## Material provided
##############################
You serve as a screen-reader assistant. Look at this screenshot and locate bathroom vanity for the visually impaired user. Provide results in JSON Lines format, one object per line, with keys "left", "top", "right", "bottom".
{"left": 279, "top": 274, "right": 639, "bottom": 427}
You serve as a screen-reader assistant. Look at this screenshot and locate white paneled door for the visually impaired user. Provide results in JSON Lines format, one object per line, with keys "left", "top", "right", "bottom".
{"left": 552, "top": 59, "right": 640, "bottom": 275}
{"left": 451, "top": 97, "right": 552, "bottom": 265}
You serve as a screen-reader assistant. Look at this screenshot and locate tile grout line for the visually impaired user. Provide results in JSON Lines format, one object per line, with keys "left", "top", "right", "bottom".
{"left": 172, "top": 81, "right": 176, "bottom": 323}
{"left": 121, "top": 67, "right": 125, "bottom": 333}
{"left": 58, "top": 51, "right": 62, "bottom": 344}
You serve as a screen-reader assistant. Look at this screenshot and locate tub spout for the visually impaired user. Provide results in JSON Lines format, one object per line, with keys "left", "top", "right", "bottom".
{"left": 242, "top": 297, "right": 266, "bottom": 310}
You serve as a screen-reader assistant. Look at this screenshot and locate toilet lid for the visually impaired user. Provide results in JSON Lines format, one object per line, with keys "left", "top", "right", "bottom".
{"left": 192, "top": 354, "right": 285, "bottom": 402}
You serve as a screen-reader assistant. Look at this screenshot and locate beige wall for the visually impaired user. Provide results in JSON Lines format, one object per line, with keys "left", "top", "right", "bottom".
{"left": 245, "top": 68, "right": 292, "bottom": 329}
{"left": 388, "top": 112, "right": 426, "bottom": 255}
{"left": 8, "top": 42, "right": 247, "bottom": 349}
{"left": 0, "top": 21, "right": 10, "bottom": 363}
##############################
## What to do
In full and exactly as written, the listing is to be copied again.

## The answer
You serve as a screen-reader assistant. Look at this screenshot and locate bathroom vanity for the visually impaired user. Provide results in JSON Lines format, one object per line, with keys "left", "top", "right", "bottom".
{"left": 279, "top": 274, "right": 639, "bottom": 427}
You serve as a screen-reader assistant. Look at this screenshot and locate white paneled door for the visually impaired user. Provide results in JSON Lines format, one object per line, with keys "left", "top", "right", "bottom".
{"left": 552, "top": 59, "right": 640, "bottom": 275}
{"left": 451, "top": 97, "right": 552, "bottom": 265}
You serve as a screen-reader assistant. Look at this screenshot and locate tile grout line for the visually impaired user. Provide results in JSON Lines format, one object per line, with keys "left", "top", "right", "bottom".
{"left": 172, "top": 81, "right": 176, "bottom": 323}
{"left": 121, "top": 67, "right": 125, "bottom": 333}
{"left": 58, "top": 51, "right": 62, "bottom": 344}
You serve as a screen-reader assistant. Look at this screenshot and locate tub spout for the visually impaired user. Provide results in JSON Lines format, one object per line, with keys "left", "top", "right", "bottom".
{"left": 242, "top": 297, "right": 266, "bottom": 310}
You serve as a screen-reader assistant. Look at this screenshot and locate toilet lid for the visually impaired user. Provide results in JSON Lines format, one object per line, with keys "left", "top", "right", "bottom".
{"left": 192, "top": 354, "right": 285, "bottom": 402}
You serve as a screen-reader assistant. Look at this screenshot and locate beige wall for the visually impaired user. Provide results in JSON Lines format, one object per line, with keys "left", "top", "right", "bottom".
{"left": 245, "top": 68, "right": 292, "bottom": 329}
{"left": 388, "top": 112, "right": 426, "bottom": 255}
{"left": 8, "top": 42, "right": 247, "bottom": 349}
{"left": 0, "top": 21, "right": 10, "bottom": 363}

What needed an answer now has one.